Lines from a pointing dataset
Start

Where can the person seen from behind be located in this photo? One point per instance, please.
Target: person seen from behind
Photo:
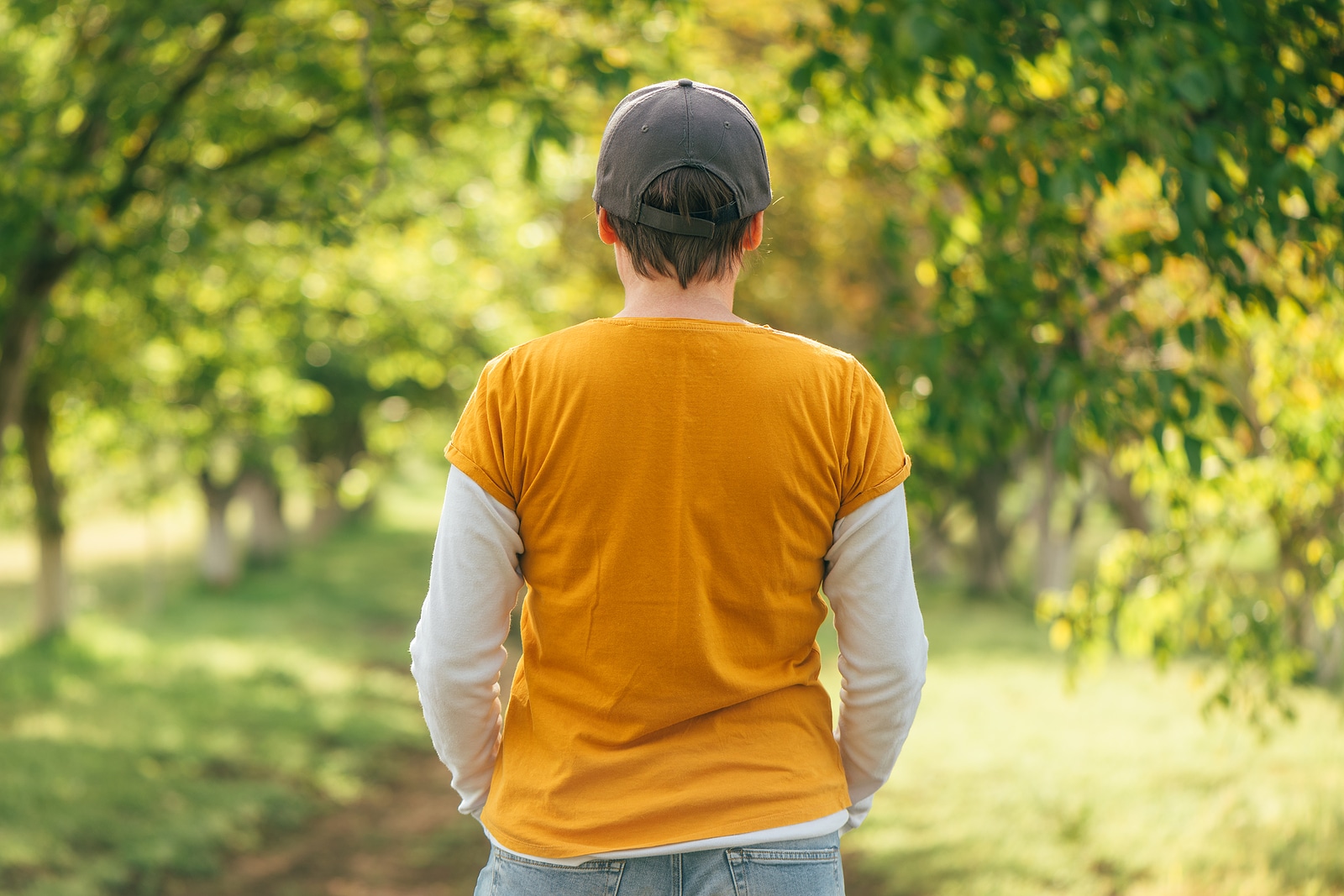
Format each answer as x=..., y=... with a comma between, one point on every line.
x=675, y=485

End

Exercise prompt = Copy the lines above word for word, but omit the picture.

Response below =
Where can the person seen from behind be located in this photo? One point per instance, please.
Target: person seen from behind
Photo:
Format each answer as x=..., y=... with a comma between, one point on every line.
x=675, y=485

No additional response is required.